▶ _WHAT YOU HAVE TO DO_
Gather every line of the records below that contains the string "brick". The match is case-sensitive.

[Collected data entries]
——————————
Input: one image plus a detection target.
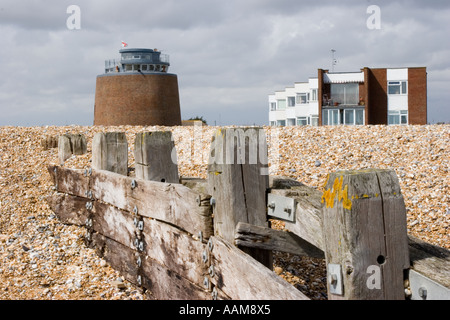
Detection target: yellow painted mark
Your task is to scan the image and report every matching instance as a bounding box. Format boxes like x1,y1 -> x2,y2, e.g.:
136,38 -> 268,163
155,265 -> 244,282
322,176 -> 352,210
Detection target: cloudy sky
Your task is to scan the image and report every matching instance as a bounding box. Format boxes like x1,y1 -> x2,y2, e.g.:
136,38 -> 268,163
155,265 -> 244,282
0,0 -> 450,126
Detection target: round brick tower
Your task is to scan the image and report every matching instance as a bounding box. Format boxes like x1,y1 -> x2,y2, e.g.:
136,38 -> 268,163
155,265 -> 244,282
94,48 -> 181,126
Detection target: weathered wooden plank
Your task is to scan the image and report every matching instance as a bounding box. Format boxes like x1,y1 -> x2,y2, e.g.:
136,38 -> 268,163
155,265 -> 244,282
92,132 -> 128,176
58,135 -> 72,165
408,235 -> 450,289
49,188 -> 208,284
235,222 -> 325,258
210,237 -> 308,300
91,233 -> 212,300
270,177 -> 450,296
134,131 -> 179,183
90,170 -> 213,239
270,182 -> 324,250
322,169 -> 409,300
47,193 -> 89,226
49,166 -> 213,239
208,128 -> 272,268
48,166 -> 89,197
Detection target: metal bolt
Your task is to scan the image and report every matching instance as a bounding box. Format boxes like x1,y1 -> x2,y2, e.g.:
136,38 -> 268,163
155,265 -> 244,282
211,287 -> 217,300
203,277 -> 209,289
330,274 -> 337,286
202,250 -> 208,263
419,287 -> 427,300
208,238 -> 214,252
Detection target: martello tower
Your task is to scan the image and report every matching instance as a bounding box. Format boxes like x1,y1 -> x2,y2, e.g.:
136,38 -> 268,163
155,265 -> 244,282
94,48 -> 181,126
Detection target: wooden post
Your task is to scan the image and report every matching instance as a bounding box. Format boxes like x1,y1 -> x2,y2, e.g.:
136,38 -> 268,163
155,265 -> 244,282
92,132 -> 128,176
134,131 -> 180,183
58,134 -> 87,165
208,128 -> 272,269
322,169 -> 409,300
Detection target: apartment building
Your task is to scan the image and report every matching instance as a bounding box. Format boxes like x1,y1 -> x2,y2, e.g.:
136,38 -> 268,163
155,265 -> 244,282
269,67 -> 427,126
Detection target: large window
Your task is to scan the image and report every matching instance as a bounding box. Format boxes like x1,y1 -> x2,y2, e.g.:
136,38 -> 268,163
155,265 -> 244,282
297,117 -> 308,126
330,83 -> 359,105
296,93 -> 309,104
388,110 -> 408,125
388,81 -> 408,94
277,100 -> 286,110
344,109 -> 364,126
322,109 -> 341,126
287,118 -> 295,126
322,108 -> 364,126
288,97 -> 295,107
311,89 -> 317,101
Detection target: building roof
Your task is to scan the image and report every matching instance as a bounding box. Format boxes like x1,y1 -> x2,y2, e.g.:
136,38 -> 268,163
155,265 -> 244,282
323,72 -> 364,83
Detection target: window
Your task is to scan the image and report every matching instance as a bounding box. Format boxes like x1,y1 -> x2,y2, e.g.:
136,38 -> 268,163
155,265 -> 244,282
330,83 -> 359,105
287,118 -> 295,126
296,93 -> 308,104
355,109 -> 364,125
288,97 -> 295,107
343,109 -> 364,126
322,109 -> 341,126
388,81 -> 408,94
311,89 -> 317,101
277,100 -> 286,110
344,109 -> 355,125
297,117 -> 308,126
388,110 -> 408,125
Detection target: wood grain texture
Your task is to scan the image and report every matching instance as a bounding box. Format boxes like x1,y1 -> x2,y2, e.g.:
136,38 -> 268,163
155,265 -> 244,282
210,237 -> 308,300
208,128 -> 272,268
134,131 -> 179,183
92,132 -> 128,176
235,222 -> 325,258
322,170 -> 409,300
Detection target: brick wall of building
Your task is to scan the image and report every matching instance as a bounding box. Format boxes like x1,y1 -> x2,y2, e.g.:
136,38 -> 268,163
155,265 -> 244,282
366,69 -> 388,124
94,73 -> 181,126
408,67 -> 427,125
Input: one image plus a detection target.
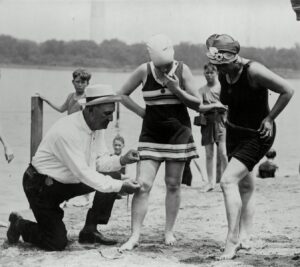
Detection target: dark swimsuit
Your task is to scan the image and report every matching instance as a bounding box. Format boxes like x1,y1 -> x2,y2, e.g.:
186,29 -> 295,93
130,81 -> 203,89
138,62 -> 198,161
219,62 -> 276,171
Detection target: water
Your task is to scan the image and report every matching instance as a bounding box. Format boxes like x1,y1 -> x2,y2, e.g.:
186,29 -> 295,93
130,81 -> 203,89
0,68 -> 300,214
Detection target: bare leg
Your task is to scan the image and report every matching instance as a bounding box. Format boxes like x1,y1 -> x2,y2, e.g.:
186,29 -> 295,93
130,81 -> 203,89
204,144 -> 216,192
239,172 -> 255,250
119,160 -> 160,251
165,162 -> 185,245
220,158 -> 248,260
216,142 -> 228,183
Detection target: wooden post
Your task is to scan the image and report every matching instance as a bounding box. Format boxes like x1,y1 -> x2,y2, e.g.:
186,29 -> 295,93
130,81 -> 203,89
30,96 -> 43,161
115,102 -> 120,134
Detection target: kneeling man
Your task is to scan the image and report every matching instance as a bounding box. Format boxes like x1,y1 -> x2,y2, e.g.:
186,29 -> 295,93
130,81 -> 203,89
7,84 -> 140,251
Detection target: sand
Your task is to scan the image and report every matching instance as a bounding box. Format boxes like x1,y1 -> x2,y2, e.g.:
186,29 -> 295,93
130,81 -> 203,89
0,175 -> 300,267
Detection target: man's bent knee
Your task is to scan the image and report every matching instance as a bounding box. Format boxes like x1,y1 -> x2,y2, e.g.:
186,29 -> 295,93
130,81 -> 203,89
139,181 -> 152,193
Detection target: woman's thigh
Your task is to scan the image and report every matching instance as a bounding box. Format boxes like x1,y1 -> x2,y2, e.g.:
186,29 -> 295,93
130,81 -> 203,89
165,161 -> 185,185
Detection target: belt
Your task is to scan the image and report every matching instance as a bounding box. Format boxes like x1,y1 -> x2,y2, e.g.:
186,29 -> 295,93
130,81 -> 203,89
204,109 -> 226,115
26,163 -> 55,186
226,119 -> 258,134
——————————
▶ _RESPONSE_
Detection target: round brick tower
Detection target: brick wall of building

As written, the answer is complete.